Tomás Valeriano Gómez Sánchez (born 15 December 1957) is a Spanish socialist politician and economist. From 21 October 2010 to 22 December 2011 was the Minister of Labor and Immigration in the ninth legislature under the presidency of José Luis Rodríguez Zapatero.

Political career 
Bachelor of Economics and Business Administration, he specializes in Labor Economics from the Complutense University of Madrid. Member of the General Union of Workers (UGT) and the Spanish Socialist Worker's Party (PSOE), worked as an economist in the Technical Cabinet of the Confederal Executive Committee of UGT. He has been an executive advisor in the Ministry of Labor and Social Security from 1988 to 1994 and State Secretary of Employment from 2004 to 2006. He was advisor to the Economic and Social Council of Spain.
________________________
*Requirements:*
List every position or post that the biography says Gómez held. The entries that follow are drawn from a separate source.

*Provided data:*
________________________
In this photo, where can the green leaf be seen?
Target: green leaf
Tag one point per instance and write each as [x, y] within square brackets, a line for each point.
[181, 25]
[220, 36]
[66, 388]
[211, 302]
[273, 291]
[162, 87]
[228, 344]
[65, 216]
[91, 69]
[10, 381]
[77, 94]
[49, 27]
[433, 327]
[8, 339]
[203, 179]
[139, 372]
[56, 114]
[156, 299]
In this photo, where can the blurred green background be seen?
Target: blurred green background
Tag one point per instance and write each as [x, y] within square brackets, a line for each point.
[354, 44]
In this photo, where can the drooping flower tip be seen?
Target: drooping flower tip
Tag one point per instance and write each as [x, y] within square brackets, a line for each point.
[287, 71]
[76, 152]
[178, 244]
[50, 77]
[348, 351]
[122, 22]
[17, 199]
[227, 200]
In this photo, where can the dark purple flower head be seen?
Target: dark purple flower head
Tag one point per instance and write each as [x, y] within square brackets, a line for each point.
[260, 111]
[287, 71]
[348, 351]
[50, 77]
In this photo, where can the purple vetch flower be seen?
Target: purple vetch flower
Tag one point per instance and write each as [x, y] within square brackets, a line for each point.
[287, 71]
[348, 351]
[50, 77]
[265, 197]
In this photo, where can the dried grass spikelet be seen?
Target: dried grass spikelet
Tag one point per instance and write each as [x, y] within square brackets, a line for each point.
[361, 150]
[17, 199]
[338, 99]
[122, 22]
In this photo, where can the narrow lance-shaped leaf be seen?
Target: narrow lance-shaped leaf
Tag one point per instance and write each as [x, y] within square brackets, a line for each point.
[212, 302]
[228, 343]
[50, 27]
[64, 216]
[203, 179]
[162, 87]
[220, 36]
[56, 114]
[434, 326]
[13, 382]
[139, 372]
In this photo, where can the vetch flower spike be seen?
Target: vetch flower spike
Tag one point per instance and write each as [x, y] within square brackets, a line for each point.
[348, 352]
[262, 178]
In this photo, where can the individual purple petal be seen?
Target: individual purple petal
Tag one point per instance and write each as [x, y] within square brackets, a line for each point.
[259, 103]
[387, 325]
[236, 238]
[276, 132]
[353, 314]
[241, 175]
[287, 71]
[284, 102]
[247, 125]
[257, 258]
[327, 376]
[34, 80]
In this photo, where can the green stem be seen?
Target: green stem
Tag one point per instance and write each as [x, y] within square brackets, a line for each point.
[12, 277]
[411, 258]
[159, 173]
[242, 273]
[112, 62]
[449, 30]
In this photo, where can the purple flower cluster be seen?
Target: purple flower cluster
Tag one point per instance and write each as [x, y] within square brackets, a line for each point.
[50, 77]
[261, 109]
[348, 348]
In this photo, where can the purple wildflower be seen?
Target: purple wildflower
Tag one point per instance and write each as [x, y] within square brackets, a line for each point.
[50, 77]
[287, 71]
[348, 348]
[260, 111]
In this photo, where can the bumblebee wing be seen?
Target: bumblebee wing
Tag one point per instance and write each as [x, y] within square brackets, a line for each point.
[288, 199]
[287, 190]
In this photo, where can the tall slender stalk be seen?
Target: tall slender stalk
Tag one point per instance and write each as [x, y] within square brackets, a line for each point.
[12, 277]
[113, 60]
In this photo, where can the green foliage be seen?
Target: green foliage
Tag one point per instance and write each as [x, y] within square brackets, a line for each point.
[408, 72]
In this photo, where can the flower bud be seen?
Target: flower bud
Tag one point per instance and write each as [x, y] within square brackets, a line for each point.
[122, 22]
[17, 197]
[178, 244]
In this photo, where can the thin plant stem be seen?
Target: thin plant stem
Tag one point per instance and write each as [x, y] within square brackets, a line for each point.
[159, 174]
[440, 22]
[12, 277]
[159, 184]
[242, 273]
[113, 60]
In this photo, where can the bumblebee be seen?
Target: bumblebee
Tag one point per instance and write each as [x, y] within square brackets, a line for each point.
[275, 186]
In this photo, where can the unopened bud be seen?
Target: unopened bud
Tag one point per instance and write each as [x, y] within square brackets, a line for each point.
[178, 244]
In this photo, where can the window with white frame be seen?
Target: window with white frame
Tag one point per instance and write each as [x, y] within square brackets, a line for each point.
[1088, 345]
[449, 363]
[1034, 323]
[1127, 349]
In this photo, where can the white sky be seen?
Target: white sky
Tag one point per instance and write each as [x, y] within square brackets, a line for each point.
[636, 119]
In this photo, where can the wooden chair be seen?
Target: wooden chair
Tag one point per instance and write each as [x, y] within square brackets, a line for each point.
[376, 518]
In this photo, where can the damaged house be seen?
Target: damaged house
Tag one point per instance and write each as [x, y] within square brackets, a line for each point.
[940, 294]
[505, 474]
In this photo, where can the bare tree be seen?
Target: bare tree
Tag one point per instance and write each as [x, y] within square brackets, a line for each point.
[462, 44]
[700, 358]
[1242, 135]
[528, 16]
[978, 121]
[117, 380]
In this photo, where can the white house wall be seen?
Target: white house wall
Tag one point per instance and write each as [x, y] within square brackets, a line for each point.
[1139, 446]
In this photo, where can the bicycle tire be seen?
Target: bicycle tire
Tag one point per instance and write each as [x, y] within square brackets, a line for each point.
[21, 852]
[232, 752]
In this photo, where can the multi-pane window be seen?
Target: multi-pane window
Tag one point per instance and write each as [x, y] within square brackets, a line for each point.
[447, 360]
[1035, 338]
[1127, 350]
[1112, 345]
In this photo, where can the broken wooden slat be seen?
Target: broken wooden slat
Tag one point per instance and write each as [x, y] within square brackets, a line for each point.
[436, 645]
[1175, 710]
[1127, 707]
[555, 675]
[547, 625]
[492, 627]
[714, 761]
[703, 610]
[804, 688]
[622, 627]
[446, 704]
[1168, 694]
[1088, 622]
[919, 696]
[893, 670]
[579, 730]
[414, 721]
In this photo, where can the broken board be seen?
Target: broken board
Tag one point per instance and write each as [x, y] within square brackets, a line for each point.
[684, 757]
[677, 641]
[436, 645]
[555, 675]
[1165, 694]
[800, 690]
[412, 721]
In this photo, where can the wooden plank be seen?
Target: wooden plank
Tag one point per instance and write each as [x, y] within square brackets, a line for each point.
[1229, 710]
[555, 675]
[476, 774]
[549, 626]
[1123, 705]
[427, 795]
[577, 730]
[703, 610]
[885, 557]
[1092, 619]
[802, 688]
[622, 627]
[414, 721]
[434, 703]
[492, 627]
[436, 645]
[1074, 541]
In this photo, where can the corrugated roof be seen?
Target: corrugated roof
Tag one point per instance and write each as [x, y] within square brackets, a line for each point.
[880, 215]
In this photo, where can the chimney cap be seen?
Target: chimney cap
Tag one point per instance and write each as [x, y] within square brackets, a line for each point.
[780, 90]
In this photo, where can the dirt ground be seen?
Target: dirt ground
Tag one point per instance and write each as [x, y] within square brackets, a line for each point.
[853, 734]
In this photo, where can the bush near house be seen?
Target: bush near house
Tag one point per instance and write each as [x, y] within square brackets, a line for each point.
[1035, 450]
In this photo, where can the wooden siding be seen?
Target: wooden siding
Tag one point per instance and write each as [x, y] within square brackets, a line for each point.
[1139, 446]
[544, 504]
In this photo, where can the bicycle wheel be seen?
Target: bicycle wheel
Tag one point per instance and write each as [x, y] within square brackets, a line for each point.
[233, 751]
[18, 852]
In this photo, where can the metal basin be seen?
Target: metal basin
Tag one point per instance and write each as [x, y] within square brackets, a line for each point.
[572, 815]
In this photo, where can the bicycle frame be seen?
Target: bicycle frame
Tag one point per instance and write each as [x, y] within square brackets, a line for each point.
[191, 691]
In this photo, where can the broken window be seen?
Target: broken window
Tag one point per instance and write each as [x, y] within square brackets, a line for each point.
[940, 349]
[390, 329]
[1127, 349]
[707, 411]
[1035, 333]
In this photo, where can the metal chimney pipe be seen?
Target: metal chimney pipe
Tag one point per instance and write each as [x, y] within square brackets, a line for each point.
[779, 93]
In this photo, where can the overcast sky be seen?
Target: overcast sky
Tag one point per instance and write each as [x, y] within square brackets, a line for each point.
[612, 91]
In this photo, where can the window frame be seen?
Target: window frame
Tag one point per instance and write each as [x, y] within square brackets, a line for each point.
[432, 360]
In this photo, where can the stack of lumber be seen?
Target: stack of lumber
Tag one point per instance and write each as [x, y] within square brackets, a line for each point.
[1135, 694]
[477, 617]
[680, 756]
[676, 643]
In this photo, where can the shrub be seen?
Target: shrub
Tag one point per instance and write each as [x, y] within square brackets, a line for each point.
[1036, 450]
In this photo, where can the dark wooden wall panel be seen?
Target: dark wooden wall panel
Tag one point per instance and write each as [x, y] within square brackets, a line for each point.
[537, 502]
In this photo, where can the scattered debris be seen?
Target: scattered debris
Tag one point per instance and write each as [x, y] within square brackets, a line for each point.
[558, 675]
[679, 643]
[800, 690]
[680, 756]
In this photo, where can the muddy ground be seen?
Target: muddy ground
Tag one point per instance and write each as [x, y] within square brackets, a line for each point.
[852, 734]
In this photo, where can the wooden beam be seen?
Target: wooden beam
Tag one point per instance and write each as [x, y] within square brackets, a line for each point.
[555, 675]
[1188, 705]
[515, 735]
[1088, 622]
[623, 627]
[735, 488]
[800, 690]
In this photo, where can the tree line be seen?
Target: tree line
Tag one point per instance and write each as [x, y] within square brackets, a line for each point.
________________________
*Worked solution:*
- Minister of Labor and Immigration (21 October 2010 to 22 December 2011)
- Economist in the Technical Cabinet of the Confederal Executive Committee of UGT
- Executive advisor in the Ministry of Labor and Social Security (1988 to 1994)
- State Secretary of Employment (2004 to 2006)
- Advisor to the Economic and Social Council of Spain